(Work required) Copy, word for word, the stretch of the material from the line containing "Reviewer note: confirm that every instance of the car headlight" through its last line, including both ends.
┌──
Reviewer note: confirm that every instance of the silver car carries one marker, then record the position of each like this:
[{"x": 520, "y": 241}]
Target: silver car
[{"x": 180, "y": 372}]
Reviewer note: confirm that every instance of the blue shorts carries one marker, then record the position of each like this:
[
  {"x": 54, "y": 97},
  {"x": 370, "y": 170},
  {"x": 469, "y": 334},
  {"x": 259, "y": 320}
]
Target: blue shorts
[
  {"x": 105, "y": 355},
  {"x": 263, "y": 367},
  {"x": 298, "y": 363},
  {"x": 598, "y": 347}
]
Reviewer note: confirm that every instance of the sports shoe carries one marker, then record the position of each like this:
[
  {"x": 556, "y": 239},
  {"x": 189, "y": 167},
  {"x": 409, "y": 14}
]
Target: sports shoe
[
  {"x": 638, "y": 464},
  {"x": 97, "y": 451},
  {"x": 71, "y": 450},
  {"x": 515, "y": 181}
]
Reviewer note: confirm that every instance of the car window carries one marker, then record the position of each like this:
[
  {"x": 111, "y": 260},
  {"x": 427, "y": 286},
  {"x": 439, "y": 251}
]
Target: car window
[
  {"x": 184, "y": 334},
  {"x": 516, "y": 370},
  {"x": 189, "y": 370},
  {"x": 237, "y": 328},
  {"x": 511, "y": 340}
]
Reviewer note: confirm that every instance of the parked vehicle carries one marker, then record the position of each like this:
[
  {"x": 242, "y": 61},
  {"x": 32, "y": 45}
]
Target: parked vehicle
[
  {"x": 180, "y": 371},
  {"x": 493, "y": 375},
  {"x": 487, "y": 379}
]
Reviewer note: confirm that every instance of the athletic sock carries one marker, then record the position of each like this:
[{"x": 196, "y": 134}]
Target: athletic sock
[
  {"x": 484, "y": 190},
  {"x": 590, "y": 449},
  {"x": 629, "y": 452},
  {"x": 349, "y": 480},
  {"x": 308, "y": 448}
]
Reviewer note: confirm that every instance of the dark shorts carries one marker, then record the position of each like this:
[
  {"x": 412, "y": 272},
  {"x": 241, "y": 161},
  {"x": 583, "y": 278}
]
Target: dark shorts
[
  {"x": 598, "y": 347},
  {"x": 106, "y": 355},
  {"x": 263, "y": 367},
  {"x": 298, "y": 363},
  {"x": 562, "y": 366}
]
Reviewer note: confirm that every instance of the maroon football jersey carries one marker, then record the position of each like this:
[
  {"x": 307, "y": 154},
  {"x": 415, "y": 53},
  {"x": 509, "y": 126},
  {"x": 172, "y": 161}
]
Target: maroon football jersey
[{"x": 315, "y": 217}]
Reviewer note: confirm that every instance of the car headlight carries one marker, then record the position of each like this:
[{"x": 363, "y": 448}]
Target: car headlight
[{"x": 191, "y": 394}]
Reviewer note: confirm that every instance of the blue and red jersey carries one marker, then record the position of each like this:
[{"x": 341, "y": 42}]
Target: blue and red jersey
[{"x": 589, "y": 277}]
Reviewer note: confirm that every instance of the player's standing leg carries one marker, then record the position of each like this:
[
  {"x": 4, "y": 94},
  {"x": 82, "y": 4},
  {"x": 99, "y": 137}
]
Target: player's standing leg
└──
(Complete answer)
Reviewer note: confirm that every instance of the car headlight carries one marker, then record the position of each like this:
[{"x": 363, "y": 448}]
Target: car headlight
[{"x": 191, "y": 394}]
Reviewer note: confirm that every instance of the blue and red jersey carries one marker, then record the position of each like this:
[{"x": 341, "y": 42}]
Target: blue and red jersey
[{"x": 589, "y": 277}]
Reviewer note: confirm that every instance of the player's standing leg carries one marker, then record the position of each like this:
[
  {"x": 4, "y": 94},
  {"x": 82, "y": 4},
  {"x": 99, "y": 137}
]
Target: player's standing leg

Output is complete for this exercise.